**Aim of the task**
Given the records below, would you repeat exactly the lines that begin at the one containing "point(239, 94)" and end at the one containing "point(153, 231)", inclusive?

- - - -

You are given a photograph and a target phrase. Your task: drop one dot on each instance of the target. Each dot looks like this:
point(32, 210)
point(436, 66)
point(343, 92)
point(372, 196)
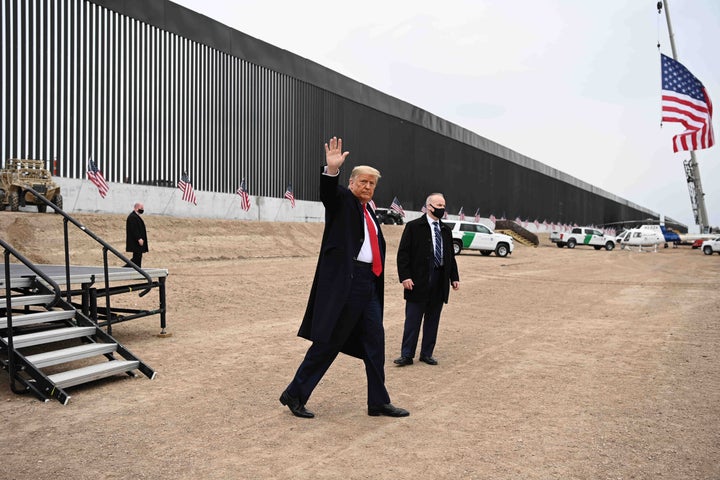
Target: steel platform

- - - -

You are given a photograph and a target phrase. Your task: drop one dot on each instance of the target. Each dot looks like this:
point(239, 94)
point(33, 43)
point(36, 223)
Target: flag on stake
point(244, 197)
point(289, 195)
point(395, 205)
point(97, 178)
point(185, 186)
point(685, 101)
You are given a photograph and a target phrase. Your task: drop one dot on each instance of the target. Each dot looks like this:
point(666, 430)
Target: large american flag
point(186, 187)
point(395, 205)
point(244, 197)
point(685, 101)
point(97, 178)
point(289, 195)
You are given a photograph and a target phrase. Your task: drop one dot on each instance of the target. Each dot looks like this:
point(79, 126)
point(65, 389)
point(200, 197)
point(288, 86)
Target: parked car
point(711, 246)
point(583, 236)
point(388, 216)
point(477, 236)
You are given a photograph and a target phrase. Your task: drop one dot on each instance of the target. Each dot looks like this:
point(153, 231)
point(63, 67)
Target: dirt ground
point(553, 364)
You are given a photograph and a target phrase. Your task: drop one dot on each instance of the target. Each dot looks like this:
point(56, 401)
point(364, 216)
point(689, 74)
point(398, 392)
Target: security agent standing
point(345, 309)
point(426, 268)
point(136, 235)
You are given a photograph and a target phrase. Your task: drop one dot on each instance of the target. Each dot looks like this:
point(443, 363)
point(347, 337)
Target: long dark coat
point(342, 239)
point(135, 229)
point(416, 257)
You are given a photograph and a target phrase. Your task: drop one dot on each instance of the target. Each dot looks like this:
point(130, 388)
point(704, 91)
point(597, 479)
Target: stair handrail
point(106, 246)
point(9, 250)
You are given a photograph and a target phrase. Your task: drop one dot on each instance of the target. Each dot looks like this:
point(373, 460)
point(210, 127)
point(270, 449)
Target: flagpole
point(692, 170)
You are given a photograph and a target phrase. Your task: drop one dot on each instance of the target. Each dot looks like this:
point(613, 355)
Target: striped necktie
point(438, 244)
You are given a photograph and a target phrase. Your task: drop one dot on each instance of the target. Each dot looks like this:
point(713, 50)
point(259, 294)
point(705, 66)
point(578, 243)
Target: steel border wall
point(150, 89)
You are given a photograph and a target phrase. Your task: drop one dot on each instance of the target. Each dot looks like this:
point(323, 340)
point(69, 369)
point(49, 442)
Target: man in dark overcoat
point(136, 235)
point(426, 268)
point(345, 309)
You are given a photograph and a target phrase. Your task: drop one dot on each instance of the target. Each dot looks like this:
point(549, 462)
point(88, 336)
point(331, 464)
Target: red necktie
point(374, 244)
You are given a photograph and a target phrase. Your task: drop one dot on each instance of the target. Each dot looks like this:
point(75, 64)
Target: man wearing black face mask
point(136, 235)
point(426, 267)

- - - -

**Solution for this exercise**
point(239, 94)
point(33, 43)
point(36, 223)
Target: flag on stake
point(244, 197)
point(289, 195)
point(395, 205)
point(97, 178)
point(185, 186)
point(685, 101)
You are given a photograph and a target phrase. Your task: drop one dot on each instance of the target. Each dot looks like this:
point(666, 430)
Target: large american flag
point(186, 187)
point(395, 205)
point(244, 197)
point(685, 101)
point(97, 178)
point(289, 195)
You are given a photograph and a target phrase. Your task: drop one dot on each instance of the target. Each dot looks like this:
point(79, 126)
point(65, 389)
point(200, 197)
point(288, 86)
Target: parked car
point(711, 246)
point(583, 236)
point(388, 216)
point(477, 236)
You are given a photograph and a target phrase. Your task: drop one dot on each instance of the target. Each dot looks like this:
point(153, 231)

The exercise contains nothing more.